▸ **WHAT TO PRODUCE**
Rewrite the material below, switching each "woman's hair" for "girl's hair" and keeping everything else the same.

▸ **THE DATA**
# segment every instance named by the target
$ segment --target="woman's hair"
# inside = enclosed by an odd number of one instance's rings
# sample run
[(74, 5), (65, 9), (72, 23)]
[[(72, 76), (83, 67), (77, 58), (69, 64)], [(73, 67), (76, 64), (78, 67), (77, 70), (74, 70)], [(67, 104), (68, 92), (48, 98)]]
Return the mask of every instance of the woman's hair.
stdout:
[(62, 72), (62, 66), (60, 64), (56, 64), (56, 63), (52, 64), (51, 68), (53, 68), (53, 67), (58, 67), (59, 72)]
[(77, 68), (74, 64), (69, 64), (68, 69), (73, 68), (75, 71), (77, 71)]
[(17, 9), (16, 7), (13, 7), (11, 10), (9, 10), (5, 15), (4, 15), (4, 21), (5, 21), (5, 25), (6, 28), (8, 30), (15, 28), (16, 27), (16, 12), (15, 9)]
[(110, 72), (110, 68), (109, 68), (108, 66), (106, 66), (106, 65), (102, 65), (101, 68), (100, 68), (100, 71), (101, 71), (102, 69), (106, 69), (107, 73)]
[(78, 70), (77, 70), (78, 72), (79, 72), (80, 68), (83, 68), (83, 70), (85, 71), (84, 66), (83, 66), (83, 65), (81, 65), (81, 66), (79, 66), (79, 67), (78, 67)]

▸ **THE ANSWER**
# segment every instance named by the target
$ segment --target="girl's hair"
# inside = enclosed by an odd number of one instance's rings
# sample run
[(74, 5), (65, 9), (72, 23)]
[[(72, 76), (83, 67), (77, 58), (69, 64)], [(73, 67), (76, 64), (78, 67), (77, 70), (74, 70)], [(67, 104), (68, 92), (48, 98)]]
Return the mask of every instance of the girl's hair.
stdout:
[(62, 72), (62, 66), (60, 64), (56, 64), (56, 63), (52, 64), (51, 68), (53, 68), (53, 67), (58, 67), (59, 72)]
[(77, 68), (74, 64), (69, 64), (68, 69), (73, 68), (75, 71), (77, 71)]
[(17, 9), (16, 7), (13, 7), (11, 10), (9, 10), (5, 15), (4, 15), (4, 21), (5, 21), (5, 25), (6, 28), (8, 30), (15, 28), (16, 27), (16, 12), (15, 9)]
[(110, 72), (110, 68), (109, 68), (108, 66), (106, 66), (106, 65), (102, 65), (101, 68), (100, 68), (100, 71), (101, 71), (102, 69), (106, 69), (107, 73)]
[(78, 70), (77, 70), (78, 72), (79, 72), (80, 68), (83, 68), (83, 70), (85, 71), (84, 66), (83, 66), (83, 65), (81, 65), (81, 66), (79, 66), (79, 67), (78, 67)]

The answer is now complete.